Although this guideline is consensus based, it is not yet validated because the data warehouse is still being created with initial trial data already in place. The guideline includes all available knowledge on response dynamics, allowing appropriate management of true pseudoprogression, but importantly, it also safeguards patients: although pseudoprogression is now well described, it still only occurs in fewer than one in ten patients. Treatment past radiographic progression might be appropriate only in a small number of patients, and the continuation of treatment past true progression could reduce subsequent effective therapies if the patient is no longer fit enough to tolerate any further treatment.

iRECIST requires the confirmation of progression to rule out or confirm pseudoprogression. Although this recommendation is in keeping with that of RECIST 1.1 to continue treatment and repeat imaging in the case of a mixed response or equivocal findings, if pseudoprogression is common, patients might be exposed to a higher risk (of continuing ineffective therapy or increasing exposure to radiotherapy) or cost (for the potentially ineffective therapy or the costs of imaging). We recommend that these criteria are used for clinical trial protocols rather than to guide clinical practice. Treatment beyond RECIST 1.1-based progression should be considered only in carefully selected scenarios in which the patient is stable (or improving) symptomatically and if there is just a short period remaining before reassessment.

Although at first glance the recommendation to collect measurements of new lesions as defined in this guideline seems onerous, the collection of these measurements and the recording of both RECIST 1.1 and iRECIST for timepoint response and best overall response have several benefits. The association between the site of the new lesion and progression-free survival and the value of adding new lesion measurements to the sum of measures can be explored. Continuing to record RECIST 1.1 allows comparison with reported immunotherapy trials that have used RECIST 1.1, as well as chemotherapy trials, while also allowing treatment past progression and collecting data that will allow further testing and validation of iRECIST. Differences in trial outcomes using RECIST 1.1 versus iRECIST could occur, and the interpretation will be informative. Our proposed plan will enable identification of such situations, and hopefully clarification of the underlying mechanisms. Additionally, in the future, quantification of the differences in outcome estimation between RECIST 1.1 and iRECIST will be possible, enabling better informed decisions for future changes to RECIST guidelines.

Input data
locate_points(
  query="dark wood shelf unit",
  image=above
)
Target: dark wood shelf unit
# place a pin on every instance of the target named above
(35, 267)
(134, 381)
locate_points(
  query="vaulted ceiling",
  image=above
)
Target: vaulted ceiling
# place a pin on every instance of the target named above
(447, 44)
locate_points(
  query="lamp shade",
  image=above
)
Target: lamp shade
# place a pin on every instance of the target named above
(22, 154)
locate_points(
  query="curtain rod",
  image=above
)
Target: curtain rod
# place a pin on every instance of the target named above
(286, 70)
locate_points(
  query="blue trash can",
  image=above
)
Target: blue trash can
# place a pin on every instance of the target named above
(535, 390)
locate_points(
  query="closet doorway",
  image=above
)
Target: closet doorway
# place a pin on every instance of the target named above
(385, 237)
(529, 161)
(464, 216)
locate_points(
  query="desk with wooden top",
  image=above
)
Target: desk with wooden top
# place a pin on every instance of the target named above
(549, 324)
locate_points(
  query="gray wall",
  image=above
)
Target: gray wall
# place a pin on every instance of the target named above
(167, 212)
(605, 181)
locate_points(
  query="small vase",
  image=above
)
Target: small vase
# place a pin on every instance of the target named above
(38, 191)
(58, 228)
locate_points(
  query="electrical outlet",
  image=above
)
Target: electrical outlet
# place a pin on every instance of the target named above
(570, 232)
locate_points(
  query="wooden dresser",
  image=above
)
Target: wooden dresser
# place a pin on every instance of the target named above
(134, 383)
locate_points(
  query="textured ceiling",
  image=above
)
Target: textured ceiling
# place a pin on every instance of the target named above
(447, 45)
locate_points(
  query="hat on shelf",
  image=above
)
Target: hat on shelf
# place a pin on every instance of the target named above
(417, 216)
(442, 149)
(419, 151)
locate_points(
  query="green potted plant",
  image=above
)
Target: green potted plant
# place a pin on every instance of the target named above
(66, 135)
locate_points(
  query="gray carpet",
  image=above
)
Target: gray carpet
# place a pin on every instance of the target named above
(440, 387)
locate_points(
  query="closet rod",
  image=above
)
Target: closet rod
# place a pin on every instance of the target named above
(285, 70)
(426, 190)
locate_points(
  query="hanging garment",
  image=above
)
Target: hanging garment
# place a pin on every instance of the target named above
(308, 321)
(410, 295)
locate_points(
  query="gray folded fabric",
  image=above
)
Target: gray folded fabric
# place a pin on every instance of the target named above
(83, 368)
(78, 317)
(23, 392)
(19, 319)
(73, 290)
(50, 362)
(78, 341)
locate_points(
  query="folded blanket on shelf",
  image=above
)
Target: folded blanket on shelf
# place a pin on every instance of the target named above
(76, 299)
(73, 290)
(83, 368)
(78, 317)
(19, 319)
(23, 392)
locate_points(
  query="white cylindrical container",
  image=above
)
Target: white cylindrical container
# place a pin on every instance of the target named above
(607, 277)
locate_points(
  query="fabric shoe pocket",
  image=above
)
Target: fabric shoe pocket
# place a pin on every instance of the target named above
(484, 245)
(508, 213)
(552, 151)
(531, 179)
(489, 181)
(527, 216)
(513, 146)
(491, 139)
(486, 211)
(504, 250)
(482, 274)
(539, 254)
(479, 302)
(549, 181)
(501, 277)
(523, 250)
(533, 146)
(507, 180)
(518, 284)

Instructions
A. Print the stretch of the iRECIST passage from "Although this guideline" through "any further treatment.".
B. Answer these questions from the iRECIST passage:
(i) In what share of patients does pseudoprogression occur?
(ii) What does iRECIST require in order to rule out or confirm pseudoprogression?
(iii) What should these criteria be used for, rather than to guide clinical practice?
C. Write the next part of the iRECIST passage, picking up after its last sentence.
The lines after the iRECIST passage come from a different source.

Answers for the exercise
A.
Although this guideline is consensus based, it is not yet validated because the data warehouse is still being created with initial trial data already in place. The guideline includes all available knowledge on response dynamics, allowing appropriate management of true pseudoprogression, but importantly, it also safeguards patients: although pseudoprogression is now well described, it still only occurs in fewer than one in ten patients. Treatment past radiographic progression might be appropriate only in a small number of patients, and the continuation of treatment past true progression could reduce subsequent effective therapies if the patient is no longer fit enough to tolerate any further treatment.

B.
(i) Fewer than one in ten patients.
(ii) The confirmation of progression.
(iii) Clinical trial protocols.

C.
This strategy will also be useful for trials comparing immunotherapy-based with non-immunotherapy-based therapeutics. RECIST 1.1 and iRECIST should yield almost identical results for non-immunotherapy treatments, based on the RECIST warehouses; whereas an immune modulator warehouse and associated sensitivity analysis of endpoints will enable the quantification of potential added benefit for the immunotherapy component. Although comparison of iRECIST in such situations incorporates an element of bias by construction, confirmation and validation of the guideline by overall survival results might gain additional importance.

Our recommendation for the design of randomised studies planned for licensing applications is to continue to use RECIST 1.1 as the primary criteria for response-based endpoints. iRECIST should be regarded as exploratory in such trials, although earlier phase trials might consider using primarily iRECIST.

The creation of a data warehouse is underway and updates are available from EORTC where the warehouse is held. Meanwhile the implementation of this guideline, and the continued sharing of anonymised, patient-level data will allow the formal validation of iRECIST, ensuring that response-based guidelines remain robust and enable the rapid and robust future development of new cancer therapeutics to improve treatments for patients.

Supplementary Material

1

Table 2.

Assignment of timepoint response using iRECIST

Timepoint response with no previous iUPD in any category Timepoint response with previous iUPD in any category*
Target lesions: i CR; non-target lesions: iCR; new lesions: no iCR iCR
Target lesions: iCR; non-target lesions: non-iCR/non-iUPD; new lesions: no iPR iPR
Target lesions: iPR; non-target lesions: non-iCR/non-iUPD; new lesions: no iPR iPR
Target lesions: iSD; non-target lesions: non-iCR/non-iUPD; new lesions: no iSD iSD
Target lesions: iUPD with no change, or with a decrease from last timepoint; non-target lesions: iUPD with no change, or decrease from last timepoint; new lesions: yes Not applicable New lesions confirm iCPD if new lesions were previously identified and they have increased in size (≥5 mm in sum of measures for new lesion target or any increase for new lesion non-target) or number; if no change is seen in new lesions (size or number) from last timepoint, assignment remains iUPD
Target lesions: iSD, iPR, iCR; non-target lesions: iUPD; new lesions: no iUPD Remains iUPD unless iCPD is confirmed on the basis of a further increase in the size of non-target disease (does not need to meet RECIST 1.1 criteria for unequivocal progression)
Target lesions: iUPD; non-target lesions: non-iCR/non-iUPD, or iCR; new lesions: no iUPD Remains iUPD unless iCPD is confirmed on the basis of a further increase in sum of measures ≥5 mm; otherwise, assignment remains iUPD
Target lesions: iUPD; non-target lesions: iUPD; new lesions: no iUPD Remains iUPD unless iCPD is confirmed based on a further increase in previously identified target lesion iUPD in sum of measures >5 mm or non-target lesion iUPD (previous assessment need not have shown unequivocal progression)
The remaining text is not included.